[Data entries]
┄┄┄┄┄┄
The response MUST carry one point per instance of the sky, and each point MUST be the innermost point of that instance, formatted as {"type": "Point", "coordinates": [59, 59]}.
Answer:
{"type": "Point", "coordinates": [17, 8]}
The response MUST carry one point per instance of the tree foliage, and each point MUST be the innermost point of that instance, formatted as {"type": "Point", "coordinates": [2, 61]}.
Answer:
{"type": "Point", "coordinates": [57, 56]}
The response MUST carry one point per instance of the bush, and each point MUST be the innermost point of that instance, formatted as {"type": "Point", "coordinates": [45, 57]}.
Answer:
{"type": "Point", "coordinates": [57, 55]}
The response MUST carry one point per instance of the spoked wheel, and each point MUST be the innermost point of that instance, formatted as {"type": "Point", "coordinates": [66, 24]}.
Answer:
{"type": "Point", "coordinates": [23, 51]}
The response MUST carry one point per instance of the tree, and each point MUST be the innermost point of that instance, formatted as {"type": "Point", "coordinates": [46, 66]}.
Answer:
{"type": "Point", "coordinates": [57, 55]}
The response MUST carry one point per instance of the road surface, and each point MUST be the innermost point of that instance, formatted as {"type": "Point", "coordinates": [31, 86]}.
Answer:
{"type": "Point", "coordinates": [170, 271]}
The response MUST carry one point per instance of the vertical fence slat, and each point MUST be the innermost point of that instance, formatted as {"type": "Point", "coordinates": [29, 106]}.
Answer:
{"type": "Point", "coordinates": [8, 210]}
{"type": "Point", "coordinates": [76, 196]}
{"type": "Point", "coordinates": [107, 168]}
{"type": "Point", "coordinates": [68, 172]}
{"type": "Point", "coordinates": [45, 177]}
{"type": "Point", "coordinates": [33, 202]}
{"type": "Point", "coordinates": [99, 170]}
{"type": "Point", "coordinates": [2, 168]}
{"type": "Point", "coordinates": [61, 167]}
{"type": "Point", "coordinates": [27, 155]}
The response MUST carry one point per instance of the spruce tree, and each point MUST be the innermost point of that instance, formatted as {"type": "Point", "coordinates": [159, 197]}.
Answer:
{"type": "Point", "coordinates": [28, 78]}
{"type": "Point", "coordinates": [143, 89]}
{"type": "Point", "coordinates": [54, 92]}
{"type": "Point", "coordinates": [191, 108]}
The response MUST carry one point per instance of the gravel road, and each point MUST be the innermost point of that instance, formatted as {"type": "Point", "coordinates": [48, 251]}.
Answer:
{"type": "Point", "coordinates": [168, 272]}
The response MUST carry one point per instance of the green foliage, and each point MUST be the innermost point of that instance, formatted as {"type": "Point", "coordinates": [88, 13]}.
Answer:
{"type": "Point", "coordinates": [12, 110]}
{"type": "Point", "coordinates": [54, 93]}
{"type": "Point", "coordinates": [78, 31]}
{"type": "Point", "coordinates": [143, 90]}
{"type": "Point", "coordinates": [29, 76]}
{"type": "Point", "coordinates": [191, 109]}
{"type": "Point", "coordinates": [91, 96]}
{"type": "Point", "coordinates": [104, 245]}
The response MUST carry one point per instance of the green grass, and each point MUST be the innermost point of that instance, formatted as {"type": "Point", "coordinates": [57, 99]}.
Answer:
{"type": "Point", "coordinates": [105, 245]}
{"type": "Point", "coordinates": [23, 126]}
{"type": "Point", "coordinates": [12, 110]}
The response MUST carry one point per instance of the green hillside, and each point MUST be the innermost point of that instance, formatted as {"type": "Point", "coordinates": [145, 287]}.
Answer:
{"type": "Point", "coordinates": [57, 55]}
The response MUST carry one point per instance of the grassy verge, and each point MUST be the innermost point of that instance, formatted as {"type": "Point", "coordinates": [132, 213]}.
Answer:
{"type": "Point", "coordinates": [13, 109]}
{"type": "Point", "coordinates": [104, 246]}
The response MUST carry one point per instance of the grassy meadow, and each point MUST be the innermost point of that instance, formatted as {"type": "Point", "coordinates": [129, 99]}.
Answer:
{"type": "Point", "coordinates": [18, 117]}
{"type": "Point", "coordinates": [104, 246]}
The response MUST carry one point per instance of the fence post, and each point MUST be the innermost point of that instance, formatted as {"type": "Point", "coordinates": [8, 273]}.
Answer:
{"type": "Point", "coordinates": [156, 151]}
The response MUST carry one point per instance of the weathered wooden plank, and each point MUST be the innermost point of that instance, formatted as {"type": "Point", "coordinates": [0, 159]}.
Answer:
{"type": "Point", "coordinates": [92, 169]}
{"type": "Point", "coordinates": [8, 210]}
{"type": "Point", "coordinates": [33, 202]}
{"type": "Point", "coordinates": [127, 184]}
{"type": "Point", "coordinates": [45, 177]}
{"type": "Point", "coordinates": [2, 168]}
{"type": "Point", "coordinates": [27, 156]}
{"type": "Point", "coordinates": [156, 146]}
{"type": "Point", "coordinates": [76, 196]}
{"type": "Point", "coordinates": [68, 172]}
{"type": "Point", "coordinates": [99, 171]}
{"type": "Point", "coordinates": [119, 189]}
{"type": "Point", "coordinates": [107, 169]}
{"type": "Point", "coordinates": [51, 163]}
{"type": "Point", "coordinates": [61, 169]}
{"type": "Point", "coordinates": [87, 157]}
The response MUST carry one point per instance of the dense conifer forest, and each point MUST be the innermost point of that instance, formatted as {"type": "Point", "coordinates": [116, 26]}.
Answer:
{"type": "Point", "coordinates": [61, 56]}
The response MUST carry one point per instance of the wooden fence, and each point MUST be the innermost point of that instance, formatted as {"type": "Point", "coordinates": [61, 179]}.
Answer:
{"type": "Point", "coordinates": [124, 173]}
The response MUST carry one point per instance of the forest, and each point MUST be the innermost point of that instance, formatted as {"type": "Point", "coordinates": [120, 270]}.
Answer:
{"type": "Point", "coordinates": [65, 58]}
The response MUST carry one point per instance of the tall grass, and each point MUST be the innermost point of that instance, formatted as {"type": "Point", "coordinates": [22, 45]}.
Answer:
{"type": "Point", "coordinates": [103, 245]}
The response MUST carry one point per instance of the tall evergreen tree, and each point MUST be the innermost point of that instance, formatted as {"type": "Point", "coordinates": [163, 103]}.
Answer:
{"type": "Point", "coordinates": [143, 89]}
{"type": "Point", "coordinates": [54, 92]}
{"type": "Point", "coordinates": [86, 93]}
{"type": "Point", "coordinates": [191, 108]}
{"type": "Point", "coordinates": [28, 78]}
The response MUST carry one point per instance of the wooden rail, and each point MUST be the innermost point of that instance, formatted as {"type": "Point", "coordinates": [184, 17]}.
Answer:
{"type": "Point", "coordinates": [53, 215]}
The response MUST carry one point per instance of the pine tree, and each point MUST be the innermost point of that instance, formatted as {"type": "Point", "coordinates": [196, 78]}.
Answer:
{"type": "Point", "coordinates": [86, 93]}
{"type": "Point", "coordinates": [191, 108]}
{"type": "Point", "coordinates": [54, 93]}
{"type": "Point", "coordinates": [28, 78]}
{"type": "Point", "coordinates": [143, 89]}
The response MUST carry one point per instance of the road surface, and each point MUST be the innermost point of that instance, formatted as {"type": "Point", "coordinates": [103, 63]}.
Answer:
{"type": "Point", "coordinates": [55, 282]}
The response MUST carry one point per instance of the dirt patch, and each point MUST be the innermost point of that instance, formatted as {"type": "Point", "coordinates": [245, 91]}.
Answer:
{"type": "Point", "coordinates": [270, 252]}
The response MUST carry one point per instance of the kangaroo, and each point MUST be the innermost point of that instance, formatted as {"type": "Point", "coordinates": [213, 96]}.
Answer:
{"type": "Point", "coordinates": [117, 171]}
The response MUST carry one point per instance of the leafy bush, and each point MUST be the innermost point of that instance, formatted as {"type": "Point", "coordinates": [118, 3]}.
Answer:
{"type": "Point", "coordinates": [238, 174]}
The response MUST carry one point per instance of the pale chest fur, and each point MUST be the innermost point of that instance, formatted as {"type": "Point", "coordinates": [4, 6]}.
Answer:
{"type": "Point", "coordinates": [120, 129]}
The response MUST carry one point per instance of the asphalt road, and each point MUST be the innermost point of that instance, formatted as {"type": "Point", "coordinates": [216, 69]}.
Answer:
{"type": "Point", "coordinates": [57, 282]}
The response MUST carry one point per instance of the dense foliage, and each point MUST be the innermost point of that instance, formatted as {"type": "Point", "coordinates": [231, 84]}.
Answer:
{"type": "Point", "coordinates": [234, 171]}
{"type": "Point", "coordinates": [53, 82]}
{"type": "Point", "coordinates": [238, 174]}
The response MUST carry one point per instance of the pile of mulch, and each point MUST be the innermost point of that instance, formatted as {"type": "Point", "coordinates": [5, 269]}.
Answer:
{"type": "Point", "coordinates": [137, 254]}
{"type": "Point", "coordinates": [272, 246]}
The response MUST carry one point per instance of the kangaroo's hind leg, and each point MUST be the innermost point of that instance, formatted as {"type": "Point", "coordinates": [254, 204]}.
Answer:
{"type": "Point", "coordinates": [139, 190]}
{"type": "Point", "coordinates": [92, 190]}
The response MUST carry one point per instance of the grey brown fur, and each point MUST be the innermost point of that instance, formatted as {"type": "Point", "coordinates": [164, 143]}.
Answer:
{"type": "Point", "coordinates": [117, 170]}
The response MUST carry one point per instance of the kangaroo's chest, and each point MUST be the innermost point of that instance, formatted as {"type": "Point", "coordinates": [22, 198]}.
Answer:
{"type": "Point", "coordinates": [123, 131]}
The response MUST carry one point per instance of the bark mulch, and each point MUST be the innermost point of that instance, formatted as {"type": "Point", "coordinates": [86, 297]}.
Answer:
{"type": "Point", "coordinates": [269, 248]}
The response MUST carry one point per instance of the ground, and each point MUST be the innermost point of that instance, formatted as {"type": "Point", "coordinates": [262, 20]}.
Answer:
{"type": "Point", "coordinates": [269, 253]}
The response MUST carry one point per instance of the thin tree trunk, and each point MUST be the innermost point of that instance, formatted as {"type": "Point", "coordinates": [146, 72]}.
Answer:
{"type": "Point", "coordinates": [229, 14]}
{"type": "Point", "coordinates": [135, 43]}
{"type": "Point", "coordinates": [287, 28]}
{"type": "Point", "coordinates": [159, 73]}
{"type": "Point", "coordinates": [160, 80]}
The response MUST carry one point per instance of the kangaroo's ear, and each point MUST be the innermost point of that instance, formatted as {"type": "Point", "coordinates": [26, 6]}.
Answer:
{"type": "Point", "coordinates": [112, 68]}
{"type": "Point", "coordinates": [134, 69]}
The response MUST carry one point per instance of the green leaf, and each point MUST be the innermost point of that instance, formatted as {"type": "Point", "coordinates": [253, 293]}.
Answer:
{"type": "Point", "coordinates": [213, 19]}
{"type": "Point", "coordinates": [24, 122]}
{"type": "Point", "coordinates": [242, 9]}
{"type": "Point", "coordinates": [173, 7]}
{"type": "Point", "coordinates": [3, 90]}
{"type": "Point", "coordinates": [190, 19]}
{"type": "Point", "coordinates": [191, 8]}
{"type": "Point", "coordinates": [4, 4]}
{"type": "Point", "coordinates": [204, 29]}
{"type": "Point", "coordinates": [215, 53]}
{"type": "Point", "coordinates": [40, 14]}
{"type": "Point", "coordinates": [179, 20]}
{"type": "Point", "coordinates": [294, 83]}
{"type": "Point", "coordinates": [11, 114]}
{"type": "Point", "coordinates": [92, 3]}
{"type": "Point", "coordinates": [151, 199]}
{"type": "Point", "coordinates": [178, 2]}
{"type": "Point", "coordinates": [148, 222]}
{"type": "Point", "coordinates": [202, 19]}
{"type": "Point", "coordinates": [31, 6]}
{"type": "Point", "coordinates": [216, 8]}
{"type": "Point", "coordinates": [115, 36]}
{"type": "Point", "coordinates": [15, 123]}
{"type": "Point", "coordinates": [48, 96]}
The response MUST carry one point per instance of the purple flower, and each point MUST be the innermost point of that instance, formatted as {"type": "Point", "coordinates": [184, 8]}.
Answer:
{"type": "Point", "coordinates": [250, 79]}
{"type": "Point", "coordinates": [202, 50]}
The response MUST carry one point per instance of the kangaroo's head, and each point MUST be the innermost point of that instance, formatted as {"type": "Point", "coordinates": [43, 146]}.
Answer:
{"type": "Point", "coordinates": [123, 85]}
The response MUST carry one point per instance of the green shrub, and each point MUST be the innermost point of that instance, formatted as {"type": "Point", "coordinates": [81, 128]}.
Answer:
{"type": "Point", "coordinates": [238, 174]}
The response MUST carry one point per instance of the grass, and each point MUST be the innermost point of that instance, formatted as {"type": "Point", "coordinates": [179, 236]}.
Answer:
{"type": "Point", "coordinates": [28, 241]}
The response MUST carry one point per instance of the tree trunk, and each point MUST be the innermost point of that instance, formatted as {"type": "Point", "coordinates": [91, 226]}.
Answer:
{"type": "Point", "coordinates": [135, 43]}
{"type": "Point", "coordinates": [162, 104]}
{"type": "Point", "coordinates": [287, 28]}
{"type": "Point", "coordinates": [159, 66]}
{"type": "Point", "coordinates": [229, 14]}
┄┄┄┄┄┄
### Exercise aim
Output only the lines from the one holding "the grass, and" through the last line above, exactly as they appear.

### The completed task
The response MUST carry one point per instance of the grass, and each point MUST be the innermost point of that instance, formatted as {"type": "Point", "coordinates": [179, 236]}.
Answer:
{"type": "Point", "coordinates": [28, 241]}
The response MUST carry one point per instance of the tree trunk, and each point MUST be the innermost point of that instance, formatted as {"type": "Point", "coordinates": [91, 226]}.
Answer:
{"type": "Point", "coordinates": [135, 43]}
{"type": "Point", "coordinates": [162, 104]}
{"type": "Point", "coordinates": [287, 28]}
{"type": "Point", "coordinates": [159, 66]}
{"type": "Point", "coordinates": [229, 14]}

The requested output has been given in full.